_Extrait du document_.
::::::

Communiqué - 23 août 2010
Québec – Le député de Jonquière et porte-parole de l’opposition officielle en matière d’énergie, Sylvain Gaudreault, a écrit au président de la Commission d’accès de l’information (CAI), Me Jacques St-Laurent, afin que soit instituée rapidement une enquête formelle sur le processus de traitement des demandes d’accès à l’information à Hydro-Québec.
« Les faits troublants s’accumulent. Clairement, Hydro-Québec a un traitement douteux et partial des demandes d’accès à l’information qu’elle reçoit. C’est inadmissible qu’une société d’État ne respecte pas les lois québécoises de façon aussi flagrante. Les personnes concernées doivent être sanctionnées et dès maintenant cette pratique doit cesser », a déclaré Sylvain Gaudreault.
En juin dernier, trois mois après une demande formelle de l’opposition officielle, le président d’Hydro‑Québec, Thierry Vandal, déclarait que l’information réclamée n’était pas confidentielle et indiquait que la société d’État se plierait à cette demande dans une « séquence normale et ordonnée ». « La séquence normale et ordonnée, c’est le respect de l’article 47 de la loi qui oblige l’organisme à répondre à la demande dans un délai maximal de 30 jours », rappelle le député de Jonquière.
Après quatre tentatives, la ministre des Ressources naturelles, Nathalie Normandeau, déclarait finalement à l’Assemblée nationale le 8 juin qu’Hydro-Québec respectera la loi. Or, ironiquement, cette même journée, l’opposition officielle adressait une autre demande d’accès identique à celle de mars dernier, mais pour d’autres projets d’investissements. Dans sa réponse du 8 juillet, la vice-présidente exécutive d’Hydro‑Québec, Marie-José Nadeau, écrivait que la société d’État pourra « rendre accessible sur notre site WEB, en septembre prochain, les informations requises ».

::::::

_Documents fournis_.
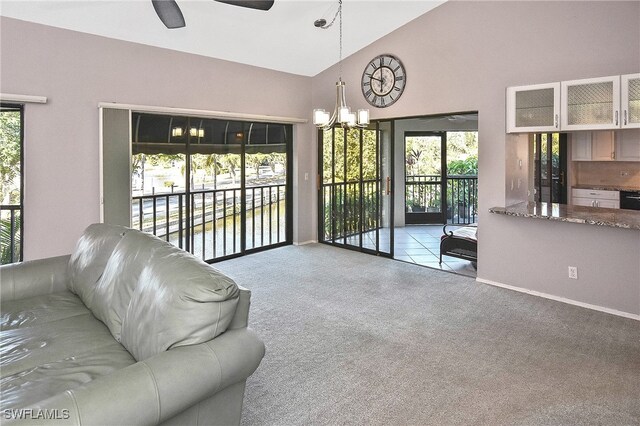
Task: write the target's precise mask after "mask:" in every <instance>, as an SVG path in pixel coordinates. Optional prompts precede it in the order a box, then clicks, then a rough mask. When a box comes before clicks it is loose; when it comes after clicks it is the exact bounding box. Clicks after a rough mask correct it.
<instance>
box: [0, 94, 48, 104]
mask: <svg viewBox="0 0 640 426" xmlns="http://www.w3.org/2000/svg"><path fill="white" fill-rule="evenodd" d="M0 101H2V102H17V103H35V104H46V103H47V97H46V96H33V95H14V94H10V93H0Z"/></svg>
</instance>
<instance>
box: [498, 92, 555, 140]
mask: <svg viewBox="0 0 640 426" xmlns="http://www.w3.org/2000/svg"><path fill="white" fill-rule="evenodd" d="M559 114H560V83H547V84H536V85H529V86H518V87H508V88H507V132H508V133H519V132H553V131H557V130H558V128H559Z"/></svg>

::::::

_Consignes_.
a. Résumez le communiqué en deux phrases.
b. Reproduisez le passage du communiqué qui commence par « Communiqué - 23 » et se poursuit jusqu'à « déclaré Sylvain Gaudreault. ».

_Réponses_.
a. Sylvain Gaudreault, député de Jonquière et porte-parole de l'opposition officielle en matière d'énergie, a écrit au président de la CAI pour que soit instituée rapidement une enquête formelle sur le traitement des demandes d'accès à l'information à Hydro-Québec. Selon lui, la société d'État traite ces demandes de façon douteuse et partiale, et les personnes concernées doivent être sanctionnées.

b.
Communiqué - 23 août 2010
Québec – Le député de Jonquière et porte-parole de l’opposition officielle en matière d’énergie, Sylvain Gaudreault, a écrit au président de la Commission d’accès de l’information (CAI), Me Jacques St-Laurent, afin que soit instituée rapidement une enquête formelle sur le processus de traitement des demandes d’accès à l’information à Hydro-Québec.
« Les faits troublants s’accumulent. Clairement, Hydro-Québec a un traitement douteux et partial des demandes d’accès à l’information qu’elle reçoit. C’est inadmissible qu’une société d’État ne respecte pas les lois québécoises de façon aussi flagrante. Les personnes concernées doivent être sanctionnées et dès maintenant cette pratique doit cesser », a déclaré Sylvain Gaudreault.